◆ **To do**
Among the entries below, take the line with "TARGET = turtle foot" and the line with "TARGET = squirrel's ear tuft", and output them and every line between them exactly, with nothing else.

☆ ☆ ☆ ☆

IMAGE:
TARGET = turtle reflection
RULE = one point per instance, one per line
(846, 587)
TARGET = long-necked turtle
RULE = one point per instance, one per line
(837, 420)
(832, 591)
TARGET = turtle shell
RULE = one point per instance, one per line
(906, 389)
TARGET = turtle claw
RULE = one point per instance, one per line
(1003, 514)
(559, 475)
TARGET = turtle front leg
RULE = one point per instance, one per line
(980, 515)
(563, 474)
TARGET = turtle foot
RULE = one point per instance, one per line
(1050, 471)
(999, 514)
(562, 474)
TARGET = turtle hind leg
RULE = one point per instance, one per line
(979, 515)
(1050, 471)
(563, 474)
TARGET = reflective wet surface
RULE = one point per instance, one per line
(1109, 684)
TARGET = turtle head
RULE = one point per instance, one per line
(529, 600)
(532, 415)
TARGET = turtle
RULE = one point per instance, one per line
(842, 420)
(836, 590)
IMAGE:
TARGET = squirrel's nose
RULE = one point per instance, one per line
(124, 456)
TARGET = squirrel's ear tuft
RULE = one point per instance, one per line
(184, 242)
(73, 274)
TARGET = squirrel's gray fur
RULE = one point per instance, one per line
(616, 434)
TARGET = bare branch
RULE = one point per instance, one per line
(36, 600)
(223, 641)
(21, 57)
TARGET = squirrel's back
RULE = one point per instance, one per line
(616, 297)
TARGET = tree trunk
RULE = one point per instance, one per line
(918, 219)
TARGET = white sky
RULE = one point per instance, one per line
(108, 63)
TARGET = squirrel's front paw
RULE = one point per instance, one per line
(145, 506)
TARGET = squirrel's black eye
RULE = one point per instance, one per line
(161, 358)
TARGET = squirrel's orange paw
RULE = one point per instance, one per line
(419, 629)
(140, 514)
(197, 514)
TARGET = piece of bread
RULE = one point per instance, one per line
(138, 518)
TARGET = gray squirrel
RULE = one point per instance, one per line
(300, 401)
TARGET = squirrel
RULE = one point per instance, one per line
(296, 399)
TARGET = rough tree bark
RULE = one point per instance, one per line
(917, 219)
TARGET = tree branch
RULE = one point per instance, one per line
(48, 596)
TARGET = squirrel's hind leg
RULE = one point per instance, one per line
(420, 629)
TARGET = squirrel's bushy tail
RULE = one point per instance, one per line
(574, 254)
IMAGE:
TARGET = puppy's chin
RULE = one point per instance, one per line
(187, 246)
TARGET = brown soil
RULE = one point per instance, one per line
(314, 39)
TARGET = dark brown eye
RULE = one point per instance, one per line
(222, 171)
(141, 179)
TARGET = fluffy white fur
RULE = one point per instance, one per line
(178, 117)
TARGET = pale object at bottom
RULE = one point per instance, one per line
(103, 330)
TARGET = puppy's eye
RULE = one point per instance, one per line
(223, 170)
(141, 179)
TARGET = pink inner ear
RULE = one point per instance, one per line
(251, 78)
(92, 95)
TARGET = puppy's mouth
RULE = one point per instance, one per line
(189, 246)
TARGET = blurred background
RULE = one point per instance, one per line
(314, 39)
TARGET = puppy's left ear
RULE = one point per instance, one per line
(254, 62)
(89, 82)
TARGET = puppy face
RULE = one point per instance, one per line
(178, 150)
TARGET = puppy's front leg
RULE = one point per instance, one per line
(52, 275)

☆ ☆ ☆ ☆

◆ **Response to the task**
TARGET = turtle foot
RULE = one point per instance, one per line
(1050, 471)
(999, 514)
(562, 474)
TARGET = turtle hind leg
RULE = one point per instance, one per line
(979, 515)
(1050, 471)
(563, 474)
TARGET = reflective wet surface
RULE = one point per instance, one per line
(1109, 684)
TARGET = turtle head
RULE = one point per instance, one per line
(529, 600)
(532, 415)
TARGET = turtle
RULE = one point per instance, one per line
(842, 420)
(836, 590)
IMAGE:
TARGET = squirrel's nose
RULE = one point per instance, one per line
(124, 456)
TARGET = squirrel's ear tuft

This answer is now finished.